Material for this task START
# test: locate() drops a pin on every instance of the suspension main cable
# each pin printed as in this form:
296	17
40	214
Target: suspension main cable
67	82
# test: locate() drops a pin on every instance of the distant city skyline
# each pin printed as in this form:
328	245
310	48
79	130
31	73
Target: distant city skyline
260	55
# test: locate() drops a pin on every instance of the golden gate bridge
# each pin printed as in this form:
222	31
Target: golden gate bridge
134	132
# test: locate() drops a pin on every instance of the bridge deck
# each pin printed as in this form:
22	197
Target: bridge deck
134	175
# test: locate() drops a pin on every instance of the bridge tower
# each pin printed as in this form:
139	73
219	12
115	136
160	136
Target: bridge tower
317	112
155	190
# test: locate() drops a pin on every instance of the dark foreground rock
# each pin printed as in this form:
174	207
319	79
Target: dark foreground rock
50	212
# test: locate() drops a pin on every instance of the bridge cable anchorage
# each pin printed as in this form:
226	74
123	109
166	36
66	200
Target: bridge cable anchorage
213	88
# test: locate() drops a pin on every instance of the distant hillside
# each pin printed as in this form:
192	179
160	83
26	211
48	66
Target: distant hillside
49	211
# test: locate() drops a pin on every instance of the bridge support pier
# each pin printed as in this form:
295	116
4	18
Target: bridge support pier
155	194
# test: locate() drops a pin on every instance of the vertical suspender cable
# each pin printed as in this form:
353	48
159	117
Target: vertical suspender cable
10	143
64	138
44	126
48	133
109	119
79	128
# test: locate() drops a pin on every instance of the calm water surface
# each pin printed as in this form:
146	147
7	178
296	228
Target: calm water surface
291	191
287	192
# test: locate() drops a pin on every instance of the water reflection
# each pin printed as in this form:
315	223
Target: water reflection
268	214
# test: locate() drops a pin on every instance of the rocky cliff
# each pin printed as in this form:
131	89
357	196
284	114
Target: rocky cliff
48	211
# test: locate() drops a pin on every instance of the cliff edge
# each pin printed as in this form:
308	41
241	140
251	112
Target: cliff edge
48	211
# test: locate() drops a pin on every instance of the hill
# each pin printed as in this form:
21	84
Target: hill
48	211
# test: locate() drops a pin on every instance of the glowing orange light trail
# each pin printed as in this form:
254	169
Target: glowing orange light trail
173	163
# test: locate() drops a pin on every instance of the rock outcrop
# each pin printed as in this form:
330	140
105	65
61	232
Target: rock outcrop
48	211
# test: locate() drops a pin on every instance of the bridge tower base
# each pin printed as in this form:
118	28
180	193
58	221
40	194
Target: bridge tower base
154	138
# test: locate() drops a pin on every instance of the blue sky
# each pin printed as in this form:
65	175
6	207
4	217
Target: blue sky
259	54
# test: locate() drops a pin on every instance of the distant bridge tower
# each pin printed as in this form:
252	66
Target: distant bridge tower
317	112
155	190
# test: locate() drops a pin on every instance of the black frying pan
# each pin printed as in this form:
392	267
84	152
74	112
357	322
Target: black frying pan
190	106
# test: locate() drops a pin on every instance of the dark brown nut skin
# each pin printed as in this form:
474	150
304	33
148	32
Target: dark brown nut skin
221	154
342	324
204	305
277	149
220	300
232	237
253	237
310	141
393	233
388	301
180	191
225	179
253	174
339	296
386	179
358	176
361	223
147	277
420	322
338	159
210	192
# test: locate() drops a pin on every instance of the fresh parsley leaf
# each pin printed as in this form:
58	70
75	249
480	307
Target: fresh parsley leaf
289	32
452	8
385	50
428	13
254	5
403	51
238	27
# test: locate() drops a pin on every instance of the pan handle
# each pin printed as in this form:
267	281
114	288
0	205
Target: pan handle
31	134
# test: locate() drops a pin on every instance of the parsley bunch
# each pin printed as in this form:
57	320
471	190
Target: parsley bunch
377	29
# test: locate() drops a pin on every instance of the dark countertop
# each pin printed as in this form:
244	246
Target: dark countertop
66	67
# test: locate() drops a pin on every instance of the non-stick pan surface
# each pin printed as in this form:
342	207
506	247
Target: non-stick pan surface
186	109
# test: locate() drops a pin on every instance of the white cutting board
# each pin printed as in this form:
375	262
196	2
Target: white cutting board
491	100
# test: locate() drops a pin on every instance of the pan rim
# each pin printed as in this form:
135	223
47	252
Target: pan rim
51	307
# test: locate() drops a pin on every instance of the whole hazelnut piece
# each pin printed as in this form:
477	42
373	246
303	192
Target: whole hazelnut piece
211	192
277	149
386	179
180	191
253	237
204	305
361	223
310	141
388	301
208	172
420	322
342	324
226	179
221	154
Material for this task END
◆ Required action: When answering, write out each of the lines above exactly as given.

◆ Result:
# test: locate() drops a pin on every instance of the suspension main cable
# each pin printed as in this form:
296	17
40	214
Target: suspension main cable
67	82
# test: locate() drops a pin on every instance of the distant city skyline
# each pin printed as in this form:
328	245
310	48
79	130
31	73
Target: distant city skyline
260	55
# test: locate() drops a pin on every instance of the golden gate bridge
# each pin printed as in this form:
222	31
Target: golden gate bridge
134	132
# test: locate() drops a pin on every instance of the bridge deck
# each pin printed as in this form:
22	197
Target: bridge deck
134	175
# test: locate() drops a pin on every instance of the bridge tower
# each pin printed as in this form:
139	73
219	12
115	136
160	136
Target: bridge tower
317	112
155	190
# test: locate() drops a pin on every instance of the dark foreground rock
# each pin printed as in this form:
174	207
319	79
Target: dark foreground rock
50	212
# test: locate() drops a pin on every instance of the bridge cable anchorage
# each pin printed as in this form:
226	74
123	109
166	36
66	200
Target: bridge cable anchorage
213	88
# test: locate() drops a pin on every instance of the distant hillside
# each pin printed as in this form:
192	179
160	83
26	211
48	66
Target: distant hillside
49	211
# test: locate() drops a pin on every instance of the bridge support pier
# each pin printed as in this form:
295	116
4	18
Target: bridge support pier
155	194
# test: locate() drops a pin on every instance of the vertical suspender cable
# each pin printed as in this form:
353	48
159	117
Target: vertical suspender cable
10	143
64	138
44	126
48	133
109	119
79	128
# test: locate() drops a pin on every instance of the calm water surface
# each pin printed as in this form:
146	147
7	178
296	228
Target: calm water surface
291	191
287	192
# test: locate() drops a pin on every instance of the water reflection
# each pin printed as in this form:
315	223
Target: water reflection
268	214
# test: locate() drops a pin on every instance of the rocky cliff
# each pin printed as in this form:
131	89
357	196
284	114
Target: rocky cliff
48	211
# test: locate() drops a pin on every instance of the cliff edge
# each pin printed as in this form:
308	41
241	140
251	112
Target: cliff edge
48	211
# test: locate() drops a pin on every instance of the hill
# each pin printed as in this form:
21	84
Target: hill
48	211
# test: locate() drops a pin on every instance of the glowing orange light trail
# each pin printed as in this form:
254	169
Target: glowing orange light trail
173	163
# test: locate() drops a pin on every instance of the rock outcrop
# each pin printed as in this form:
330	140
105	65
61	232
Target: rock outcrop
48	211
# test: locate() drops a pin on every instance of the bridge tower base
# each pin printed as in this form:
118	28
180	193
58	221
40	194
Target: bridge tower base
154	138
# test: locate() drops a pin on every instance of the blue sky
# each pin printed as in this form:
65	175
6	207
4	217
Target: blue sky
259	54
# test: locate() drops a pin on every instance of the distant bridge tower
# each pin printed as in this form:
252	66
Target: distant bridge tower
317	112
155	190
# test: locate() drops a pin on every instance of the black frying pan
# each pin printed as in this form:
392	267
84	152
74	112
357	322
Target: black frying pan
190	106
# test: locate() drops a pin on every instance of the dark brown nut skin
# each pin printed as in this form:
474	150
304	33
148	32
Target: dark brown nut skin
221	154
342	324
204	305
277	149
220	300
232	237
253	237
310	141
393	233
388	301
180	191
225	179
253	174
339	296
386	179
358	176
361	223
147	277
420	322
338	159
210	192
# test: locate() drops a pin on every instance of the fresh parsley leaf
# each pin printed as in this form:
58	70
75	249
480	307
Target: fresh parsley leaf
289	32
452	8
385	50
428	13
254	5
403	51
238	27
# test: locate() drops a pin on every instance of the pan handle
# each pin printed as in this form:
267	281
114	288
0	205
Target: pan handle
31	134
# test: locate() drops a pin on every instance of the parsley bunch
# each pin printed as in this form:
57	320
471	190
Target: parsley bunch
377	29
# test: locate() drops a pin on every instance of the dark countertop
# each pin printed as in this form:
244	246
Target: dark countertop
66	67
# test: locate() drops a pin on every instance of the non-stick pan surface
# each pin printed as in this form:
342	207
506	247
Target: non-stick pan surface
186	109
# test: locate() drops a pin on every instance of the white cutting board
# each pin printed as in this form:
375	262
196	2
Target: white cutting board
491	100
# test: locate() drops a pin on every instance of the pan rim
# each pin printed as in this form:
135	223
47	252
Target: pan rim
51	307
# test: locate() drops a pin on every instance of the whole hazelnut piece
# each pin printed as in this form:
477	42
373	246
303	192
Target: whole hazelnut piece
211	192
277	149
386	179
180	191
253	237
204	305
361	223
310	141
388	301
208	172
420	322
342	324
226	179
221	154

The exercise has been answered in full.